> _Activity 1_:
Answer these questions using the microscopy passage:
(a) On the microscope, what is the 710 ± 10 nm wavelength used for?
(b) Why is adding one or two bleaching lasers generally not difficult?
(c) Which protein is named as a target for inflammatory diseases such as atherosclerosis?
> _Activity 2_: Reproduce the part of the microscopy passage starting with "The selected bleaching" and going on through "between the dyes.".

> _Selected passage_:
####

The selected bleaching wavelengths at 710 ± 10 nm and 647 ± 5 nm where in part selected out of convenience since they already were available on our microscope, where 710 ± 10 nm is used to STED Alexa/ATTO594 and 647 ± 5 nm is used to excite ATTO647N/Dylight650. Thus we could apply the method without having to modify our optical setup. However, adding one or two bleaching lasers is generally not difficult since the beam quality and focusing is of less importance. Adding bleaching lasers also provides the possibility to further fine-tune the bleaching wavelength in order to optimize bleaching ratios between the dyes.

6.3: Applications and limitations

As stated in the beginning of this chapter, more targets mean more information and thus there should be a broad range of applications were more targets are desirable. Linking back to cancer diagnostics in Chapter 4, more targets should improve the diagnostic readout capability further limiting the needed amount of extracted tissue sample. This should allow for less invasive sampling, providing a less painful and more cost efficient procedure which at the same time reduces risk of cancer cell dissemination. Regarding platelets, more targets should allow for better determination of their activation state increasing both diagnostic sensitivity and specificity for specific diseases. It may also provide means for early screening of multiple diseases by targeting proteins involved in different forms of diseases such as VEGF for cancer metastasis, P-Selectin for inflammatory diseases such as atherosclerosis [152], CLEC-2 for human immunodeficiency virus (HIV) [153] and von Willebrand factor (vWf) involved in arterial thrombosis [154].

####

Collected data:

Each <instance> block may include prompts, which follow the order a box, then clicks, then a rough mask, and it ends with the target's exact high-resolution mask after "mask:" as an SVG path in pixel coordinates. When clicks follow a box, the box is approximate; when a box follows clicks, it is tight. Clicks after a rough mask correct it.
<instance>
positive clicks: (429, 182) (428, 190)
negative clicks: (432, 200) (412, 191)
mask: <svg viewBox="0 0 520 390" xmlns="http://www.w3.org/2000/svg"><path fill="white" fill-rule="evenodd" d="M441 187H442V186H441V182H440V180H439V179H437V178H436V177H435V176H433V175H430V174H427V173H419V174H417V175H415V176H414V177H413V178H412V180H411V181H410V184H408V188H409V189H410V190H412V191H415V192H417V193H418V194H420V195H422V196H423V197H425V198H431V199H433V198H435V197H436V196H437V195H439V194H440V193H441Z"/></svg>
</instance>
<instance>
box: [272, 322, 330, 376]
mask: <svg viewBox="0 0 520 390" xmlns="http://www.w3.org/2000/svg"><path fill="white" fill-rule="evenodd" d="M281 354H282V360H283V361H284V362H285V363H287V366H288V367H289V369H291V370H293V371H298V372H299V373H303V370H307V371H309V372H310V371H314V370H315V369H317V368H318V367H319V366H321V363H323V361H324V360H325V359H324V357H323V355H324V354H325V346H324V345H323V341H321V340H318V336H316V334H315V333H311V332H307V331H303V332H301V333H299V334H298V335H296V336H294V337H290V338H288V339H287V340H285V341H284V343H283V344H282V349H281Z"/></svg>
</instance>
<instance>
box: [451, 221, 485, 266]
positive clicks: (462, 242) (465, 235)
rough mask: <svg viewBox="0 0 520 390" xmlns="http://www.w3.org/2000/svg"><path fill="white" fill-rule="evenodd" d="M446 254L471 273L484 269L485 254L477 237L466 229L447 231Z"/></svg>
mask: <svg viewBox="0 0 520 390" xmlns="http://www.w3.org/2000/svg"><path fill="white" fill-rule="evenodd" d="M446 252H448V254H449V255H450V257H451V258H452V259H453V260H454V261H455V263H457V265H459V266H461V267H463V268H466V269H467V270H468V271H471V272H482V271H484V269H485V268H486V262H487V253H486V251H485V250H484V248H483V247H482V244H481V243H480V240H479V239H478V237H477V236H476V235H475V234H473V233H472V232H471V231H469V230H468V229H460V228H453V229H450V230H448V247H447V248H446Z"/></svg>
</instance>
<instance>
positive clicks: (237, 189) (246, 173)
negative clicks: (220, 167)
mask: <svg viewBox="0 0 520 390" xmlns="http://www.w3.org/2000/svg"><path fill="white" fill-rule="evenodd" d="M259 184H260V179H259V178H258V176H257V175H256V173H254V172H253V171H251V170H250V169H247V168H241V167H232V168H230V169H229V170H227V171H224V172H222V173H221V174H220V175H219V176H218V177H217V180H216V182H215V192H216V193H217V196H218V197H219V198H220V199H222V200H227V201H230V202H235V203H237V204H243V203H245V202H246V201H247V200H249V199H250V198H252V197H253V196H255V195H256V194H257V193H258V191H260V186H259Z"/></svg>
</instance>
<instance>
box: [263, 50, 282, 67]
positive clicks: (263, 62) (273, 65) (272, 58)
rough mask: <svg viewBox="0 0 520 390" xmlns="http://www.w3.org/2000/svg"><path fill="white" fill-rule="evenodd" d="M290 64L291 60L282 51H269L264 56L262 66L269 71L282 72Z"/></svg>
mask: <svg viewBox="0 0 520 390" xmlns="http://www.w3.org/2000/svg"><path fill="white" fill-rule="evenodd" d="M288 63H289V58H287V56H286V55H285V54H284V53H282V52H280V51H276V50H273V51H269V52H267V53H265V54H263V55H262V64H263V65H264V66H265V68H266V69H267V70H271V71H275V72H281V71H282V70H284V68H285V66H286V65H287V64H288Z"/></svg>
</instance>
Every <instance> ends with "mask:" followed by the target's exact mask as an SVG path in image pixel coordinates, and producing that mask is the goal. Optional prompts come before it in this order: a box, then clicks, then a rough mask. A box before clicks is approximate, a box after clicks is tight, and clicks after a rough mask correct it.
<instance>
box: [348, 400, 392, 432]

####

> _Output 1_:
(a) It is used to STED Alexa/ATTO594.
(b) Beam quality and focusing are of less importance.
(c) P-Selectin.

> _Output 2_:
The selected bleaching wavelengths at 710 ± 10 nm and 647 ± 5 nm where in part selected out of convenience since they already were available on our microscope, where 710 ± 10 nm is used to STED Alexa/ATTO594 and 647 ± 5 nm is used to excite ATTO647N/Dylight650. Thus we could apply the method without having to modify our optical setup. However, adding one or two bleaching lasers is generally not difficult since the beam quality and focusing is of less importance. Adding bleaching lasers also provides the possibility to further fine-tune the bleaching wavelength in order to optimize bleaching ratios between the dyes.